◆ Supplied data:
★ ★ ★ ★ ★ ★ ★

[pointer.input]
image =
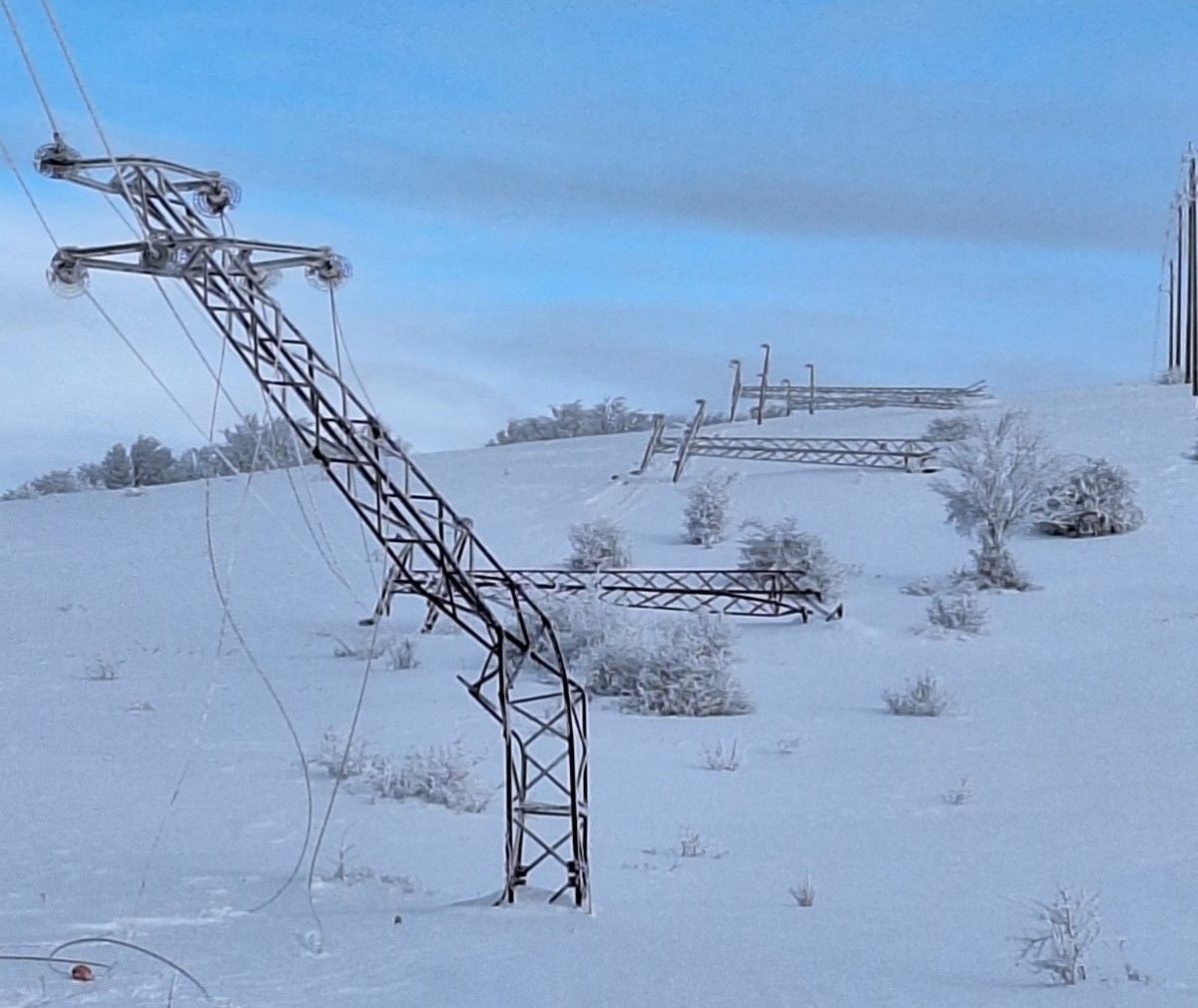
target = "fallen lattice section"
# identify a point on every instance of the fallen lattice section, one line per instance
(812, 396)
(908, 455)
(737, 593)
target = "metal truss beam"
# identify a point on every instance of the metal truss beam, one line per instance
(740, 593)
(544, 728)
(813, 396)
(910, 455)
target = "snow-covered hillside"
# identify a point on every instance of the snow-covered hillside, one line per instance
(161, 804)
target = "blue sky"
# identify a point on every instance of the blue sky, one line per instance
(548, 202)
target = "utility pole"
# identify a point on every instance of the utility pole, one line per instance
(1173, 363)
(1192, 277)
(1177, 291)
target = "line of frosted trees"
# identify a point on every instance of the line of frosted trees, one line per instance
(250, 445)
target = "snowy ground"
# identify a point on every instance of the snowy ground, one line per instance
(1075, 727)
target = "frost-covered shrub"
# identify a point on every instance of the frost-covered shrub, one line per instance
(784, 547)
(720, 756)
(401, 655)
(371, 648)
(581, 620)
(103, 671)
(1060, 935)
(955, 427)
(671, 668)
(1003, 468)
(921, 698)
(442, 774)
(804, 893)
(1172, 376)
(598, 545)
(707, 509)
(689, 674)
(1096, 498)
(923, 587)
(962, 793)
(958, 611)
(333, 752)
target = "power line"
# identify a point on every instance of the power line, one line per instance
(33, 72)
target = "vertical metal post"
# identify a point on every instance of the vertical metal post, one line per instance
(1177, 292)
(1173, 329)
(1192, 276)
(736, 388)
(765, 379)
(684, 444)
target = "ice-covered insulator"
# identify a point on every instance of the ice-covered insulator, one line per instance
(216, 198)
(66, 275)
(252, 273)
(329, 271)
(57, 160)
(159, 252)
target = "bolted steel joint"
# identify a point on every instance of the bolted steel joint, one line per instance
(328, 271)
(57, 160)
(216, 198)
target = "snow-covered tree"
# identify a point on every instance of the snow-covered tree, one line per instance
(150, 461)
(707, 508)
(951, 427)
(957, 611)
(1003, 468)
(1095, 498)
(1060, 935)
(598, 545)
(782, 546)
(117, 471)
(672, 668)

★ ★ ★ ★ ★ ★ ★

◆ Given problem:
Show each line from the material above that contains the word "ground".

◆ Correct output:
target = "snowy ground"
# identify a point on every instance of the snowy ground, one line per instance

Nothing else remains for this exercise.